## Challenge
Write the rows below as a two-column CSV with the headers instruction and points. Give one line per row, with its text and its answer each in a single quoted field and line breaks replaced by spaces, and leave out the pictures.

## Data for this exercise
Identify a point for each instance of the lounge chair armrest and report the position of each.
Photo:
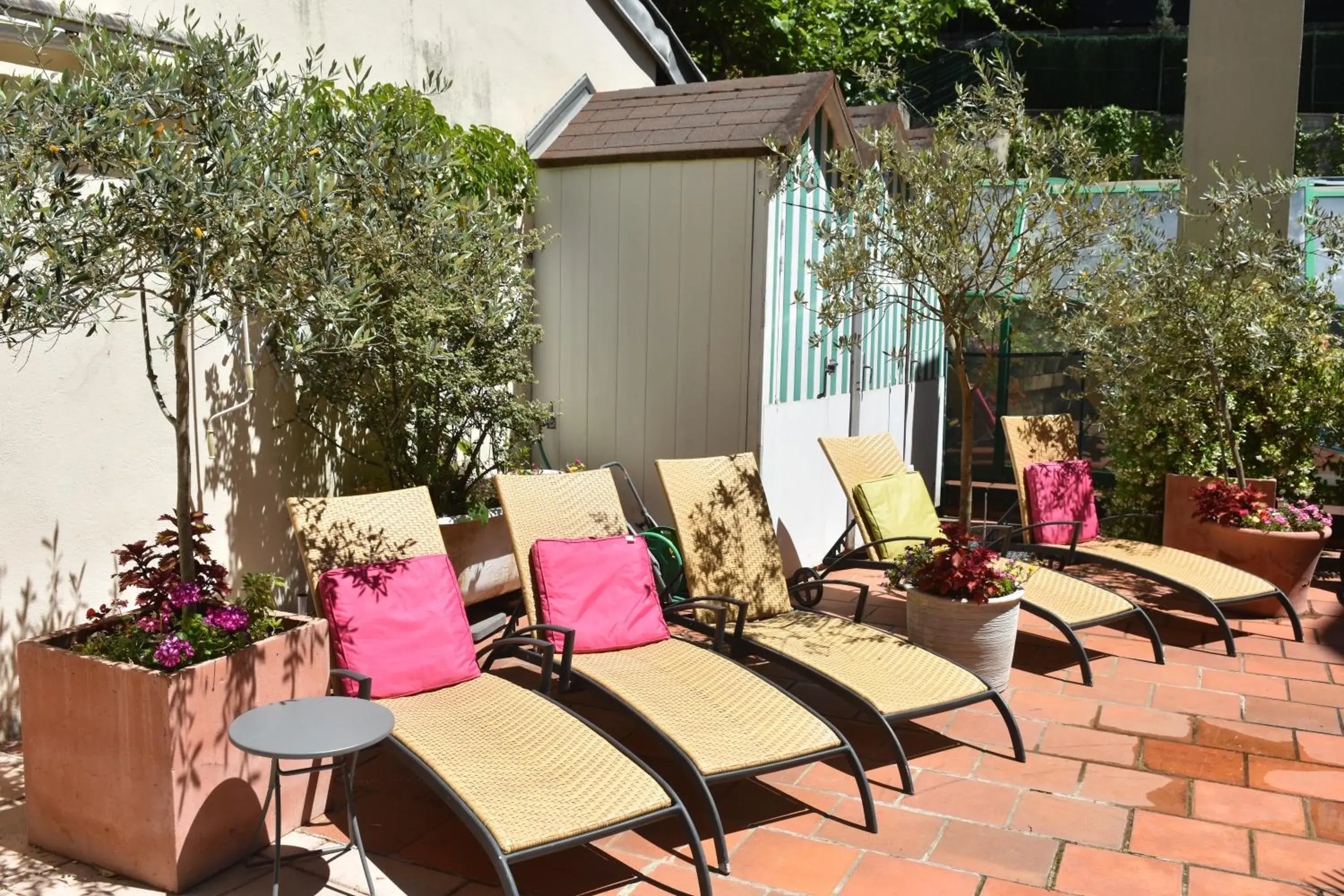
(861, 552)
(719, 603)
(1154, 519)
(366, 683)
(844, 583)
(566, 652)
(517, 644)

## Reply to the task
instruction,points
"Identify a point for each instance of the lounge chair armrest and report the position of each. Photo:","(861, 552) (719, 603) (1154, 519) (366, 683) (844, 583) (566, 652) (517, 644)"